── PASSAGE TO READ ──

Last weekend the Network for Public Education held its fourth annual conference in Oakland, attended by about 450 activists from around the country. The last panel on Saturday afternoon was a conversation I led with Massachusetts Teachers Association president Barbara Madeloni and California Teachers Association president Eric Heins.

As this discussion was happening, word was circulating that CTA was getting ready to endorse Gavin Newsom in the governor’s race. [and word has it that yesterday, the 800 member rep council did so.]  A few weeks prior, on September 26, Newsom was asked his views on charter schools, and said this, (see video edited by Lauren Steiner.):

I’m not interested in the stale and raging debate about which side, which camp you’re on – are you with the charter people, are you anti-charter, are you with the teachers, are you anti-teacher. I’ve been hearing that damn debate for ten damn years. With all due respect, I got four kids. I have an eight year old, second grade. I have a five, three and a one year old. I’m not gonna wait around until they’ve all graduated to resolve whether Eli Broad was right or whether or not the CTA was wrong. I’m not interested in that debate. I’m interested in shaping a different conversation around a 21st century education system that brings people together, that could shape public opinion, not just here in the state, but could shape an agenda more broadly across the country, particularly in a time of Betsy DeVos and Donald Trump. We need that kind of leadership.

In this statement, I see someone who is looking for support from all sides, and is doing his best to dance around the issue and sound bold, while actually refusing to take a stand. I saw the conversation with Heins and Madeloni as a chance to explore this. Barbara Madeloni shared an interesting perspective that might help us here in California.

Barbara Madeloni: starting at Minute 28.

───
── RECORD EXCERPTS ──

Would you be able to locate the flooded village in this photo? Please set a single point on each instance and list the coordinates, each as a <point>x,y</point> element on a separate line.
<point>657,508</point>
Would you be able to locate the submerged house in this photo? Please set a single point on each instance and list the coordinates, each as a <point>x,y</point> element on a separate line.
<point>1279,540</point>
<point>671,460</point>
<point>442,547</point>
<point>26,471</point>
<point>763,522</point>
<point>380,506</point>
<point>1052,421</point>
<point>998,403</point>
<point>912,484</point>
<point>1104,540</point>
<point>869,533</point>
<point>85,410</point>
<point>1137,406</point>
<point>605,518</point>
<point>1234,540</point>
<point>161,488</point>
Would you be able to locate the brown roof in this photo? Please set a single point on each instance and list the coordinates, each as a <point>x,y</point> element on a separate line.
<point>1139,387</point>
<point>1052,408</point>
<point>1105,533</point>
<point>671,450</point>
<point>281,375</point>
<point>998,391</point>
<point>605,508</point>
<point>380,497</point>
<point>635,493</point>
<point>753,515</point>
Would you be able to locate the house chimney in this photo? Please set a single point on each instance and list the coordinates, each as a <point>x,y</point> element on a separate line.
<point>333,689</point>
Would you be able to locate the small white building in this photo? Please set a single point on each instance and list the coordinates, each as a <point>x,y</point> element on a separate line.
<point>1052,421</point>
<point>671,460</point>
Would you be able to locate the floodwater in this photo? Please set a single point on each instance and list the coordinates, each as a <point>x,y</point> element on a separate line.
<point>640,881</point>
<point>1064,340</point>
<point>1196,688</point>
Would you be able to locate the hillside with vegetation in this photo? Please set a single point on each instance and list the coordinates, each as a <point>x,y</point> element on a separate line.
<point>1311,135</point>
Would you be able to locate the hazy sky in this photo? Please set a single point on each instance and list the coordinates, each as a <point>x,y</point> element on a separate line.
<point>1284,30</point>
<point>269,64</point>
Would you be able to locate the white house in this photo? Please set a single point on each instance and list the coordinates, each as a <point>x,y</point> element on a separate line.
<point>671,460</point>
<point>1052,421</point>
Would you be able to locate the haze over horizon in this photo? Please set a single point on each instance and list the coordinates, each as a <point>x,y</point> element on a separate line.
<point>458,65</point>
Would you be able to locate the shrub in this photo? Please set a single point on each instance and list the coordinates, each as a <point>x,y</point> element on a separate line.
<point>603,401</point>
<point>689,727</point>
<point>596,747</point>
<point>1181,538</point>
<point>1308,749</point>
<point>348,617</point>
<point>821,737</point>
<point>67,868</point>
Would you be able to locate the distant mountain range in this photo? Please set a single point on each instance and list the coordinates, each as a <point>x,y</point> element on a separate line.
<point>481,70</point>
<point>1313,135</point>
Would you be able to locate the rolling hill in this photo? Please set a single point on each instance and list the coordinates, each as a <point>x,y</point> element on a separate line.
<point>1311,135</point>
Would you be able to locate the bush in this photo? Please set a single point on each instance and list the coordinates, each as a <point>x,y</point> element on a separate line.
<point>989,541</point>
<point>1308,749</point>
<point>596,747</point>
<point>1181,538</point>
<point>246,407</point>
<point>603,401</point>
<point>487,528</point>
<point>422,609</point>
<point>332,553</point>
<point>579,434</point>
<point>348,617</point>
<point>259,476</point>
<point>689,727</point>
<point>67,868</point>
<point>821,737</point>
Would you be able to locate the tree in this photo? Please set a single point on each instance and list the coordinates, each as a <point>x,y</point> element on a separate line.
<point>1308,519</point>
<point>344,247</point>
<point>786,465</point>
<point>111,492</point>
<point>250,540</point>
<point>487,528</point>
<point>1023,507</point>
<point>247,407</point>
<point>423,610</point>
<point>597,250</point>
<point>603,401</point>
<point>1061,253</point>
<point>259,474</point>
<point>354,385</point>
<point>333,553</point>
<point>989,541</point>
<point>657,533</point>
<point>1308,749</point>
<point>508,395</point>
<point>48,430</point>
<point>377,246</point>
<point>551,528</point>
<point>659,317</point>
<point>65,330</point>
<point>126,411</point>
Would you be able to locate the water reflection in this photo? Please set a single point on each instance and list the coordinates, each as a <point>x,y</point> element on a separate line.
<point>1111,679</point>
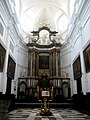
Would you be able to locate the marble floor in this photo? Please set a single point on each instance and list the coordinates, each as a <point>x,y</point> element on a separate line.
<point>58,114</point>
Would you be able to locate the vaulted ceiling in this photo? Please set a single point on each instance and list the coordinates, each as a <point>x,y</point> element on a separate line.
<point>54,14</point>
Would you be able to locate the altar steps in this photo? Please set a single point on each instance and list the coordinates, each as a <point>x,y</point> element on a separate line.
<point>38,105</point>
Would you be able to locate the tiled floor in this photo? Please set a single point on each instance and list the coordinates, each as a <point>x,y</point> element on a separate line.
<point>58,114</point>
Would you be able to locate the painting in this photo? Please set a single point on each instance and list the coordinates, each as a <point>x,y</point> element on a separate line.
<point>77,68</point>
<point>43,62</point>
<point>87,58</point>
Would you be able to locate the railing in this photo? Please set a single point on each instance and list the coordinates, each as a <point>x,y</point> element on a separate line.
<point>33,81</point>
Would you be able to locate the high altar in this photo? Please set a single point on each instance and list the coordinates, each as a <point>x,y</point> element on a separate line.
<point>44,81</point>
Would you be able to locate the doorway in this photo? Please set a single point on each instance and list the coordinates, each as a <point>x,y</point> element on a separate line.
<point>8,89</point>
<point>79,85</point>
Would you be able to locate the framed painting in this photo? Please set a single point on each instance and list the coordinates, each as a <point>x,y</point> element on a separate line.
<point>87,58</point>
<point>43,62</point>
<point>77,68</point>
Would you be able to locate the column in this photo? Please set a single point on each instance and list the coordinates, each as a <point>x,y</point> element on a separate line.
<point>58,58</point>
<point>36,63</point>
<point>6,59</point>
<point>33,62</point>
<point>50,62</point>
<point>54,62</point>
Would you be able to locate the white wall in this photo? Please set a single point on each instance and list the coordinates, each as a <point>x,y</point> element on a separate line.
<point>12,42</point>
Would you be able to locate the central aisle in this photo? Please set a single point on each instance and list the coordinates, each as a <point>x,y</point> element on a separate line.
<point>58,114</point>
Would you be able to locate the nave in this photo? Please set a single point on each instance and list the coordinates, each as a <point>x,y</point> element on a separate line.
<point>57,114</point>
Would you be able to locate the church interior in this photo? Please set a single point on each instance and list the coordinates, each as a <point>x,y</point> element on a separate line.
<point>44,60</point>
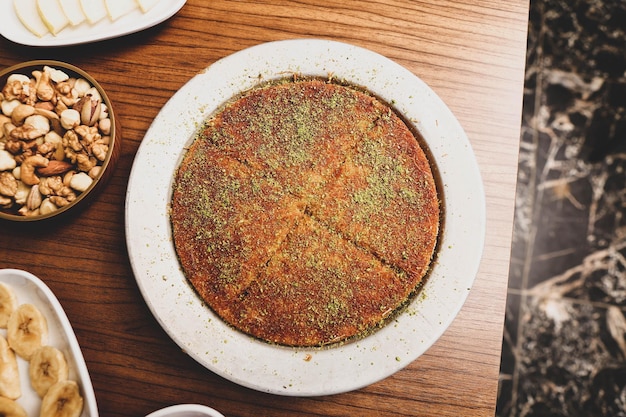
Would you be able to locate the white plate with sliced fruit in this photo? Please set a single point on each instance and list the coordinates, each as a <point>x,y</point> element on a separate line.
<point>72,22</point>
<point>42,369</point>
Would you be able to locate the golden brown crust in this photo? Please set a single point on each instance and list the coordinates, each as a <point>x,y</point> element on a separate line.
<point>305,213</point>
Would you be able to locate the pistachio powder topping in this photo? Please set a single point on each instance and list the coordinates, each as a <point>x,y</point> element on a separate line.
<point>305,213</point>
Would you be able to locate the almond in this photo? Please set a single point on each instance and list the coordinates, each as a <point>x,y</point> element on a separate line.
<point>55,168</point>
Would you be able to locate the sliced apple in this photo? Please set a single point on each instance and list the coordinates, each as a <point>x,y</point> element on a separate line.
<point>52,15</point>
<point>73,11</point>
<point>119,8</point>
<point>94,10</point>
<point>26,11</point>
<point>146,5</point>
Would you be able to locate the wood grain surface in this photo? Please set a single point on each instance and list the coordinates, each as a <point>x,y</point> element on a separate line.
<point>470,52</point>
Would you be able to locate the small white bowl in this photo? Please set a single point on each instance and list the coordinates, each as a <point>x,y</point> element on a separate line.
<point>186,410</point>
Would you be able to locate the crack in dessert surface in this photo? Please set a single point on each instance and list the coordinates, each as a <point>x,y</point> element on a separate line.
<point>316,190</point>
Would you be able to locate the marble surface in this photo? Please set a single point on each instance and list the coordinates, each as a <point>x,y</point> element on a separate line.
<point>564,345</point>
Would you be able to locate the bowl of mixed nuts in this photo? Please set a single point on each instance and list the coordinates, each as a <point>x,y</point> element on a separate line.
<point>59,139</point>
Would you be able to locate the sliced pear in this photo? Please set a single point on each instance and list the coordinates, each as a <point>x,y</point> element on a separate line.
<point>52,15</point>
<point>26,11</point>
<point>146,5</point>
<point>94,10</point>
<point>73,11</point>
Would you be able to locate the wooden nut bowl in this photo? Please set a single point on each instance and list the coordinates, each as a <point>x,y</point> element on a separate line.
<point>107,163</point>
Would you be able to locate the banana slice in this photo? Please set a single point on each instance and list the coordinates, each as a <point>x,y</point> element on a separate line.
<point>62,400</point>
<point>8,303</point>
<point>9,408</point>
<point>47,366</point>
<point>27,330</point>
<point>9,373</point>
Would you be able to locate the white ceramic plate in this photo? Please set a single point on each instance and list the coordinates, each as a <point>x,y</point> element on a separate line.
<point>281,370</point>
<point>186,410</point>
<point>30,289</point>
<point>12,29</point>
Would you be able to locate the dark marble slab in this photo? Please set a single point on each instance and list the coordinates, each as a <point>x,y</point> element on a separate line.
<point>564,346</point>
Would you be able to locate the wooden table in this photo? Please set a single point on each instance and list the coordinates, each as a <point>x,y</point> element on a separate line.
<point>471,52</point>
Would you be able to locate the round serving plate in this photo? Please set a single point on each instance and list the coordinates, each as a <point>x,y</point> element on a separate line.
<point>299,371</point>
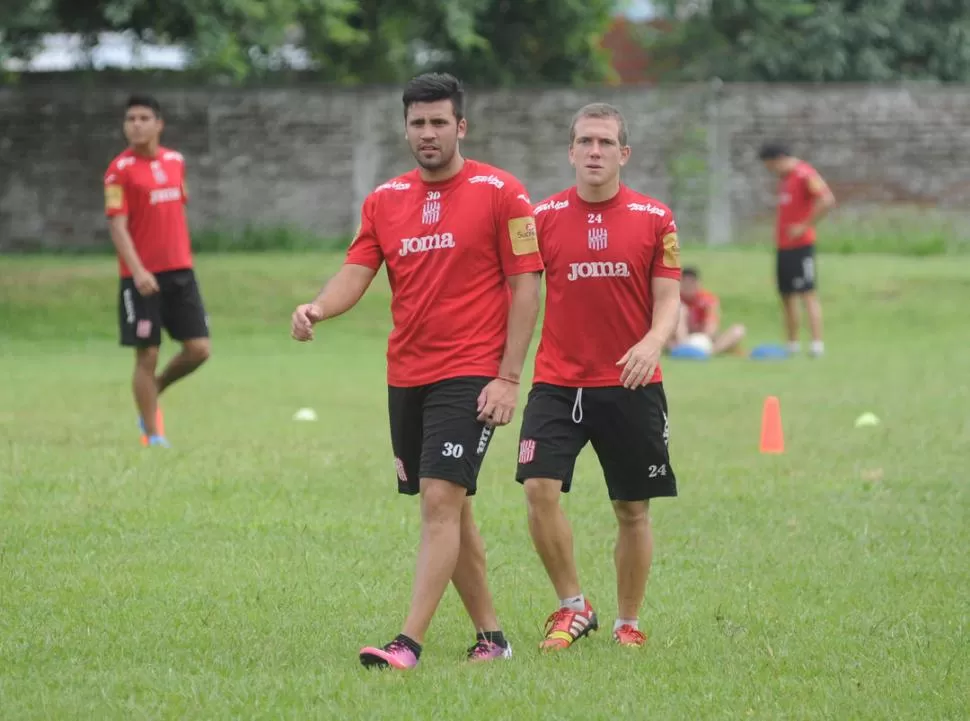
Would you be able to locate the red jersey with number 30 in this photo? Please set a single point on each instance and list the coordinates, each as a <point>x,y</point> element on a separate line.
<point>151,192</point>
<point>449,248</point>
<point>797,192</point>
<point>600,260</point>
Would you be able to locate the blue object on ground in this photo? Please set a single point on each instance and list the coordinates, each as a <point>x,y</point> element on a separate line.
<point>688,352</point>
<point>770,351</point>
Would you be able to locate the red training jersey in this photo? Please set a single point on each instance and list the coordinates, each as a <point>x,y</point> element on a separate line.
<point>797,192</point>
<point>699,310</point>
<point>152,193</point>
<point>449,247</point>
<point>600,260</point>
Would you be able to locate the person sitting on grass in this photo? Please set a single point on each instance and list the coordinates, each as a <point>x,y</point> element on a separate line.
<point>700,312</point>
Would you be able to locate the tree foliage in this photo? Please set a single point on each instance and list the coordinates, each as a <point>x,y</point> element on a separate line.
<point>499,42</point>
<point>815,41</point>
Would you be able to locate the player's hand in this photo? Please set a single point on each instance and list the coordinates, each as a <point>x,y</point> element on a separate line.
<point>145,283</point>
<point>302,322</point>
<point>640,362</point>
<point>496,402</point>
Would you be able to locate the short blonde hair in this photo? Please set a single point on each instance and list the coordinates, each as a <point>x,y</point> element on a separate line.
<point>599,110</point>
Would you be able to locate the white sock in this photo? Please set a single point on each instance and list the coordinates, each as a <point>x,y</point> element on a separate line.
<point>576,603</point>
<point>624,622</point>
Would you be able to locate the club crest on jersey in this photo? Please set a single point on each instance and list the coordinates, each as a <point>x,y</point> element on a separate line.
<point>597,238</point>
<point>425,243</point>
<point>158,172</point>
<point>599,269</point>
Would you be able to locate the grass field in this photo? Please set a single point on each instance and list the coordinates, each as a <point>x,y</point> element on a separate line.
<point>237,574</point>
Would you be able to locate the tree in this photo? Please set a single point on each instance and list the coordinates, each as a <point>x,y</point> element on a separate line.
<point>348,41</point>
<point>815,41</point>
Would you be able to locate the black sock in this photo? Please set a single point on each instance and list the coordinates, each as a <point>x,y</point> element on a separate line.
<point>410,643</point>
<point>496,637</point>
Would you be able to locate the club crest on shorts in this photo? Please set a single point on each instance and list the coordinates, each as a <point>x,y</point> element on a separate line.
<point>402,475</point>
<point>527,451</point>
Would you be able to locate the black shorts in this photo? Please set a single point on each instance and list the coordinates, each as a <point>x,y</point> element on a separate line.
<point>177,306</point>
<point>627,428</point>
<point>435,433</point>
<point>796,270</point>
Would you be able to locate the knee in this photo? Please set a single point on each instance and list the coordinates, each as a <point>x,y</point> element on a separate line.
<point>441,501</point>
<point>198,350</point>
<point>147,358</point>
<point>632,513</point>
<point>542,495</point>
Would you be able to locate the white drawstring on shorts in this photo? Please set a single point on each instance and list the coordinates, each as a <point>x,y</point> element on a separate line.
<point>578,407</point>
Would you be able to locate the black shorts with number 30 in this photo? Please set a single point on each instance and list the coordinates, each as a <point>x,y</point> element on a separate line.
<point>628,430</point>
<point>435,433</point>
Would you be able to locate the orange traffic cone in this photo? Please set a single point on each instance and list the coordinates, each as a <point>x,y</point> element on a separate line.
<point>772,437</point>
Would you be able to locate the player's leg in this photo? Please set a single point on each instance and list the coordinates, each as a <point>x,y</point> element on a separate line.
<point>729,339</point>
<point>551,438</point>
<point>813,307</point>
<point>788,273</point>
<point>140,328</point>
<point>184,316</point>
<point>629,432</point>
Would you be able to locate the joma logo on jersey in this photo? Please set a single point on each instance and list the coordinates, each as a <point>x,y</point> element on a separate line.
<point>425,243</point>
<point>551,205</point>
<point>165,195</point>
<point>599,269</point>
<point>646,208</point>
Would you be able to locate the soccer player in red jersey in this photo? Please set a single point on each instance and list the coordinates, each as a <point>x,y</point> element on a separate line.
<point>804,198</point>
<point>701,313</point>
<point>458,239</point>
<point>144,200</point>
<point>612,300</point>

───

■ STATED PROBLEM 1
Quote word for word the part of the Oakland conference article that opens with the words containing "I’m not interested in the" and closes with "kind of leadership.".
■ STATED PROBLEM 2
Please continue the Oakland conference article from its last line onward.
The items are separate material and have no connection to the Oakland conference article.

■ TASK OUTPUT 1
I’m not interested in the stale and raging debate about which side, which camp you’re on – are you with the charter people, are you anti-charter, are you with the teachers, are you anti-teacher. I’ve been hearing that damn debate for ten damn years. With all due respect, I got four kids. I have an eight year old, second grade. I have a five, three and a one year old. I’m not gonna wait around until they’ve all graduated to resolve whether Eli Broad was right or whether or not the CTA was wrong. I’m not interested in that debate. I’m interested in shaping a different conversation around a 21st century education system that brings people together, that could shape public opinion, not just here in the state, but could shape an agenda more broadly across the country, particularly in a time of Betsy DeVos and Donald Trump. We need that kind of leadership.

■ TASK OUTPUT 2
One of the reasons that Charlie Baker is the governor of Massachusetts is that the Democrats had put forward a candidate who, about six-seven weeks out… made disparaging remarks about Massachusetts public schools relative to charter schools. Talk about relationships – I was driving and I was like “What the hell were you thinking? You don’t understand how pissed off my members are about this. You’re gonna take this back right away!” It was crazy. She lost by only about 14,000 votes, and I’ll tell you, I hope my members didn’t vote for her. Because we can’t be supporting candidates who think they can say things like that and then expect the 110,000 members of the Massachusetts Teachers Association to vote for them. We got where we are because we kept voting for people like that. What I say about Besty DeVos is the Democrats walked us to the abyss that is Betsy DeVos. And now they’re all, like, “Oh No, we didn’t mean vouchers! We just meant charter schools.” That’s nonsense. We gotta call them on that, and we gotta plant a flag for what we really want, and make them come and stand with us. And stop thinking that we have to do their bidding.

Build the movement. When I was elected president of the MTA, everybody thought is was nonsense, and they thought everything that I said was nonsense. I was an insurgent candidate,. I wasn’t supposed to win, I came out of nowhere. The people in the statehouse were like “who’s she? She’s gonna lose. The whisper campaign was “she’s here for two years. She’s gone.” I didn’t care. I didn’t want to go to the statehouse anyway. We won the charter question. (Measure 2 on the state ballot last year.) And let me tell you, they look at me differently. And I don’t care, particularly, but they’re like, “Oh, that’s power.” They wanted me to think I had personal power. I wanted them to know I had movement power.

Anthony:

Speaking of what candidates say, Gavin Newsom recently said he’s “not interested in the stale debate over whether you are for or against teachers, whether CTA is wrong or Eli Broad is right” about the growth of charter schools. I think people are very concerned about what we are going to encounter should we land with him as the Democratic Party candidate. I’d appreciate it, Eric, if you could talk about the considerations you’re considering in the current (CTA endorsement) process.

Eric Heins:

Yeah, you know, out of the mouth of Gavin. Nobody hung their head more when he said that. We actually went and talked to him afterwards about what he meant, and what he actually intended to say when he said that, and what we think he should mean. What he said, and he clarified it later when he spoke at a K-12 water-cooler conference, and what he meant was that we were having the wrong debate. If the debate was about CTA versus Eli Broad, that was the wrong debate to have about schools, and the real debate to have around schools was about improving schools that all students deserve. He said it very badly. We know where he stands on our issues. I’ve had one on one conversations with him – many of them. Education’s not his first topic, clearly. There’s a tape of him on our K-12 website that kind of clarifies a little bit better what his intent was. Now I know that’s not what came out, and we’ll see how that plays out.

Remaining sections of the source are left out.